Therapy dogs work, but not how you'd expect them to

Here’s an experiment you can try at home — gather some friends, Google “most adorable puppies ever” and see how long it takes for even the most hard-boiled among them to let out an involuntary “Awww.” Dogs work magic — end of story.

In recent years, it has become increasingly popular for universities to sponsor events like Doggy De-Stress as a way for students to relieve some of the anxieties caused by university life.

Do they actually work? What does the science have to say?

According to John Binfet, director of UBCO’s Building Academic Retention Through K9’s (BARK), science says therapy dogs do work, but not necessarily in the way you’d expect.

While the existing literature on the subject is sparse, it is already known that hands-on contact and the amount of time spent with the dogs are both important variables that impact their effectiveness. BARK highlighted another important factor at play.

Binfet and his team are researching the effects group sessions with therapy dogs have on homesickness and stress among UBCO students.

Binfet suggested that part of the power of the dogs is their ability to act as social catalysts, bringing participants together. They observed that students would begin by interacting with the dogs, but as the dogs started to lose focus, students would often start talking to one another, soon drawn into conversations about everything from classes to campus life. The dogs acted to help put people at ease and provide a simple conversation starter, and the students did the rest.

  • The results indicated that dogs can increase feelings of connectedness to campus and satisfaction with life.

    “Spending time with therapy dogs reduces stress, reduces homesickness and increases subjective well-being,” said Binfet.

    Beyond the inherent positivity of these effects according to Binfet, they also increase students’ resiliency, making them better able to weather future stress.

    So if you’re on the fence about Doggy De-Stress, not sure whether therapy dogs are just some new-age hippie fad or actually have an empirical leg to stand on, then fear not. Go play with some cute dogs, make some new friends and rest easy in the knowledge that science says it’s good for you.

WORK INSTRUCTIONS: Set down, word for word, the part of the therapy dog article starting at "According to John" and ending at "factor at play.". Work only from the article on therapy dogs.

PROVIDED MATERIAL:

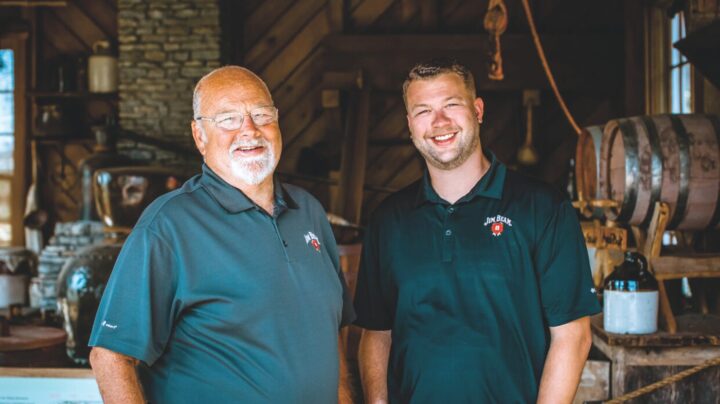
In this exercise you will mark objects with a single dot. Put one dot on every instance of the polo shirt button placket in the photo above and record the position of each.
(447, 246)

SOLUTION TO THIS PROBLEM:
According to John Binfet, director of UBCO’s Building Academic Retention Through K9’s (BARK), science says therapy dogs do work, but not necessarily in the way you’d expect.

While the existing literature on the subject is sparse, it is already known that hands-on contact and the amount of time spent with the dogs are both important variables that impact their effectiveness. BARK highlighted another important factor at play.